Task directions » Update the lines from the line with "detect every stainless" to the line with "[0,190,22,212]" by replacing "stainless microwave" with "stainless steel microwave", leaving everything else unchanged, and return only those lines.

** Start Dataset records **

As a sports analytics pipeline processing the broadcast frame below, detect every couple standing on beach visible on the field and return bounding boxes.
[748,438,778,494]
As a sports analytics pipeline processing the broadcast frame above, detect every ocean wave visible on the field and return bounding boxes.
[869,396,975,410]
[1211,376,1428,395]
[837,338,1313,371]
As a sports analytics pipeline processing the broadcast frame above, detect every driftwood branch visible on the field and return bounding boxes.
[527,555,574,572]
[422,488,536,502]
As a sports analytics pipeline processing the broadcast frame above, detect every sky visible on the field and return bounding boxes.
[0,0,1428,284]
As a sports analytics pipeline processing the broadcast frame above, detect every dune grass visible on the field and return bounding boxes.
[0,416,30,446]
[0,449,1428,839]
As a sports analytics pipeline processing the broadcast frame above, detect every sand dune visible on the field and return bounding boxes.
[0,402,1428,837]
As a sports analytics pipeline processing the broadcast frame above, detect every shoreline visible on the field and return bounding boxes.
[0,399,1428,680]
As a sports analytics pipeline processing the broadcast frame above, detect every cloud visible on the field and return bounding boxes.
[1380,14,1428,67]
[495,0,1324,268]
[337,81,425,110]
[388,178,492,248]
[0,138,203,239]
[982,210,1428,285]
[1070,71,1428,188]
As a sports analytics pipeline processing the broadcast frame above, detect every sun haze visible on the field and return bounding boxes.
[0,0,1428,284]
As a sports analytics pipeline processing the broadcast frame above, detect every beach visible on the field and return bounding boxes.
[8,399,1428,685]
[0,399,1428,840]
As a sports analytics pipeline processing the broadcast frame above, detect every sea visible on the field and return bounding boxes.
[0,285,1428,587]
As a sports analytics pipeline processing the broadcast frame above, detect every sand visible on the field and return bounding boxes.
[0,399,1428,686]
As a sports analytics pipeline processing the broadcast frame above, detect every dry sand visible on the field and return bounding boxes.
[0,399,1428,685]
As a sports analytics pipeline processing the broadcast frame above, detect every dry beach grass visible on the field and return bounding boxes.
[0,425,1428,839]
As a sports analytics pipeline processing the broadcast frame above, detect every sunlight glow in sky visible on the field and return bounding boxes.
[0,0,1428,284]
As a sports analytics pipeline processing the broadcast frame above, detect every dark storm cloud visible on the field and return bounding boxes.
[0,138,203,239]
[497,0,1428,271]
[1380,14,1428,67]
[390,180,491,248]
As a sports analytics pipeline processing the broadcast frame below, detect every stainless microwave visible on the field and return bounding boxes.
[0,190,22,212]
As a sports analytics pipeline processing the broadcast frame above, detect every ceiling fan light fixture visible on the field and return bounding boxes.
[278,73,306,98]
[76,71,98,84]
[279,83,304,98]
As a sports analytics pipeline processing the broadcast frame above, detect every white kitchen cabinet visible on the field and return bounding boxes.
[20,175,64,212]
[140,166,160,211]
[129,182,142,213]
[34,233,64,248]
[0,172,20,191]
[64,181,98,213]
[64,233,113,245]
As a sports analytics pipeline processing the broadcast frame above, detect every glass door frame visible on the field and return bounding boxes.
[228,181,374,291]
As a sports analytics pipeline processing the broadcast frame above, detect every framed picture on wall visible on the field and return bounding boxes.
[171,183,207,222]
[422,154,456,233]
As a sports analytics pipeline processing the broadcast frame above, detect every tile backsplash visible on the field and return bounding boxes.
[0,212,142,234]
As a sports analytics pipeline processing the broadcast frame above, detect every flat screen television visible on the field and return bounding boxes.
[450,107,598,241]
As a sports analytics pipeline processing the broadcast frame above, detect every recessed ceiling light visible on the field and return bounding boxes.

** End Dataset records **

Exercise result »
As a sports analytics pipeline processing the broadcast frame below, detect every stainless steel microwave visible on the field and return bounding boxes.
[0,190,22,212]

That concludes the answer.